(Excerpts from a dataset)
+--
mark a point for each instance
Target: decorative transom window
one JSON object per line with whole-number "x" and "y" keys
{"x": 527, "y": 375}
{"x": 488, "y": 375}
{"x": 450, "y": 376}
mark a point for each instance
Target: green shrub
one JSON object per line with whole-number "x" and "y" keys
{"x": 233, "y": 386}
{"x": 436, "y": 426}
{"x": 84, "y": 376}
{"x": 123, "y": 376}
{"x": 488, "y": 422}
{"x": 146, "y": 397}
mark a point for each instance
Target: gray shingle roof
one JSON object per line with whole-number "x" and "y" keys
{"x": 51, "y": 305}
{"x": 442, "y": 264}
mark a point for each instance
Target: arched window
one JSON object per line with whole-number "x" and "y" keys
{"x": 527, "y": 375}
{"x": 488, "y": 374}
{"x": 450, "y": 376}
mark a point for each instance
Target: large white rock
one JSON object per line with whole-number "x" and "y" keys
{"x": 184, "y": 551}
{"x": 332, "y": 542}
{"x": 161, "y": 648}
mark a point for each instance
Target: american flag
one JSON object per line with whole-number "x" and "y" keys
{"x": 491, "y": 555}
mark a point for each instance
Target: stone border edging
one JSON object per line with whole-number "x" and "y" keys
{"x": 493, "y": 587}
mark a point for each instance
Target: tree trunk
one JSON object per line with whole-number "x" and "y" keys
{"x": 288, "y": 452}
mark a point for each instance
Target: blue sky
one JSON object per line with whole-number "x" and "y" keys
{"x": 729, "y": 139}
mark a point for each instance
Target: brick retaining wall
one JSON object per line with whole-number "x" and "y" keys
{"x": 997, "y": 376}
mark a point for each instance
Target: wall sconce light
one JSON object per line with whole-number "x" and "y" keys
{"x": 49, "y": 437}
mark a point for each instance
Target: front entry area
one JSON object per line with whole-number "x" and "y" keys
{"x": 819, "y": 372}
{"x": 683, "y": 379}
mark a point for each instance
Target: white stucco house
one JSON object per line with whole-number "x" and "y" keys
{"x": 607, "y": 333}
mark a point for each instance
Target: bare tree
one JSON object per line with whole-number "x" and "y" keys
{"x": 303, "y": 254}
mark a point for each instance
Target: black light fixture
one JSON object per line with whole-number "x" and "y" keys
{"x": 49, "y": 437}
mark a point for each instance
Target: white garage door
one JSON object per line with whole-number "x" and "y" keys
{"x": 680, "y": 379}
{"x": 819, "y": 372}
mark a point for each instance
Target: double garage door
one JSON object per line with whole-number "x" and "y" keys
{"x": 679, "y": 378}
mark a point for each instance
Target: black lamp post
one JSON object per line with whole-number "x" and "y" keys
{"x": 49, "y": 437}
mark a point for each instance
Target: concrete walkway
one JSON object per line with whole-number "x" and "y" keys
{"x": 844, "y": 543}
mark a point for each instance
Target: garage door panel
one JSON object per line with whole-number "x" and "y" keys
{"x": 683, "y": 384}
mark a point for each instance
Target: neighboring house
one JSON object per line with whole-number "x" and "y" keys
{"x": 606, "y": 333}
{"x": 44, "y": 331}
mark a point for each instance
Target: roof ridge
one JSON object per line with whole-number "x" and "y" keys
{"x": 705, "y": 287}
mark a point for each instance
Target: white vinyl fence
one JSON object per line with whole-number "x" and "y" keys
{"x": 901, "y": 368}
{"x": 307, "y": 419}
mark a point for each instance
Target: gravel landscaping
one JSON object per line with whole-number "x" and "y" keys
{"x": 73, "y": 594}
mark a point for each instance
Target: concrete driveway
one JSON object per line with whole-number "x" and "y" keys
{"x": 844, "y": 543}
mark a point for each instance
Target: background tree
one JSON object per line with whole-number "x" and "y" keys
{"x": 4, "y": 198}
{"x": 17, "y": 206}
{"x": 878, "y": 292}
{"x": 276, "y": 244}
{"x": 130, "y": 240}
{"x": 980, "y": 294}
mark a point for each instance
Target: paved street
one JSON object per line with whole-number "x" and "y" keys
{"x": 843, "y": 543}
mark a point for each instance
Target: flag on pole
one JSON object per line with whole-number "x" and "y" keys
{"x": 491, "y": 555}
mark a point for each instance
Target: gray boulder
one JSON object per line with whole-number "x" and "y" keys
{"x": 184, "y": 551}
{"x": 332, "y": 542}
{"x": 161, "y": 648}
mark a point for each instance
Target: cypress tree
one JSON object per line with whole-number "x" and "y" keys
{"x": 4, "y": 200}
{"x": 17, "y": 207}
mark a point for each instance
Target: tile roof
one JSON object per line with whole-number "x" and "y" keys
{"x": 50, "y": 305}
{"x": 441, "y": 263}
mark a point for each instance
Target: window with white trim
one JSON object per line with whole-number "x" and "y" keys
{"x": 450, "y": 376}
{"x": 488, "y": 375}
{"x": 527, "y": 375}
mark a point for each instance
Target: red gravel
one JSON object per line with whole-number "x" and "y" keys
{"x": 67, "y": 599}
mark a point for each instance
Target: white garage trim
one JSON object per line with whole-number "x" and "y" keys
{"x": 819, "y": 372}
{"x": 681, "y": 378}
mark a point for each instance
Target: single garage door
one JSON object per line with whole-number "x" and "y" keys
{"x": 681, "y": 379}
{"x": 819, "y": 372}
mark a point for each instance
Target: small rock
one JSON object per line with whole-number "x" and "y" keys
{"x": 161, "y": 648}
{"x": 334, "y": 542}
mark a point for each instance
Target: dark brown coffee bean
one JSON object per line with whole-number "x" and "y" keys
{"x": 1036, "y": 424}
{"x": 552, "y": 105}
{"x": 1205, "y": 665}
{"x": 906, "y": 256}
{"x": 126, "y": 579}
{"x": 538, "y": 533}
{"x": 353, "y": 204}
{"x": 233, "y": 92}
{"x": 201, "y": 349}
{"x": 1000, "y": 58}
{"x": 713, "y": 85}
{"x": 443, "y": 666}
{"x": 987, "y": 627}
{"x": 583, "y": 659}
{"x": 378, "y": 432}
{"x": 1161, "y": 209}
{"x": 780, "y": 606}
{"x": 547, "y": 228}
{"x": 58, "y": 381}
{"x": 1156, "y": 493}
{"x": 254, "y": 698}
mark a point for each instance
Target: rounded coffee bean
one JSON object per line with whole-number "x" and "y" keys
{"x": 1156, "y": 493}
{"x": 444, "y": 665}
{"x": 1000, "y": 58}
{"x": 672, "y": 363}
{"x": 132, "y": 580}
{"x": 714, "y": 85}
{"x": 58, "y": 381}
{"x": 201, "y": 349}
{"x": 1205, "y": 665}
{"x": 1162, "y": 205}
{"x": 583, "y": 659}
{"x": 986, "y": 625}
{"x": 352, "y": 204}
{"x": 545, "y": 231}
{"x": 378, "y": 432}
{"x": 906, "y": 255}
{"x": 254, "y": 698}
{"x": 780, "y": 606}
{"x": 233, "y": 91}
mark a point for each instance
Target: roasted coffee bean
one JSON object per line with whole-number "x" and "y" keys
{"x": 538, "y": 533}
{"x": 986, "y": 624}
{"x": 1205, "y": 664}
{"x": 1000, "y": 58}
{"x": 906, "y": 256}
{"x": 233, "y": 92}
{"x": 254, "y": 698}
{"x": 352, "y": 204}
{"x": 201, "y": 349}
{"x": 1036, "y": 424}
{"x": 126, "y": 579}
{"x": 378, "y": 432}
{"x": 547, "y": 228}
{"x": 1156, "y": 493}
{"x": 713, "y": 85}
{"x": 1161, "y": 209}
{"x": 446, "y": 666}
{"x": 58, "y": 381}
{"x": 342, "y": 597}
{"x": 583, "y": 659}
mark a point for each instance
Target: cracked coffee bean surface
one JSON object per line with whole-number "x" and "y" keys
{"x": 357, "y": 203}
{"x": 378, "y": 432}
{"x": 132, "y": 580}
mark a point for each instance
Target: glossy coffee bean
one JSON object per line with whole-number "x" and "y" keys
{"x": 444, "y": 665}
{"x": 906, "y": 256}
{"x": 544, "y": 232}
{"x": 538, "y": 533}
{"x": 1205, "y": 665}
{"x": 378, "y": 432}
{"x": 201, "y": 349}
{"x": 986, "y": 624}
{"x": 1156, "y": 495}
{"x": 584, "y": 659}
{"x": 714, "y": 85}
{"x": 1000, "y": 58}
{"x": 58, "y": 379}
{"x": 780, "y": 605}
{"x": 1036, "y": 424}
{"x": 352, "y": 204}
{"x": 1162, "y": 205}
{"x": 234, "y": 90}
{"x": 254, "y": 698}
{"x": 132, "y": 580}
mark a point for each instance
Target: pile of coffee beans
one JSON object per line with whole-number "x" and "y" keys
+--
◆ **REQUIREMENT**: Set down, exactly as they stand above, the lines starting with the line with "Target: front entry area" and going on through the line with "Target: bare tree", and no others.

◆ **RESPONSE BELOW**:
Target: front entry area
one JSON object per line with whole-number "x" and "y" keys
{"x": 819, "y": 372}
{"x": 683, "y": 379}
mark a point for each instance
Target: white stucco house
one JSON object per line with whole-number "x" and "y" keys
{"x": 607, "y": 333}
mark a point for each instance
Target: bare tree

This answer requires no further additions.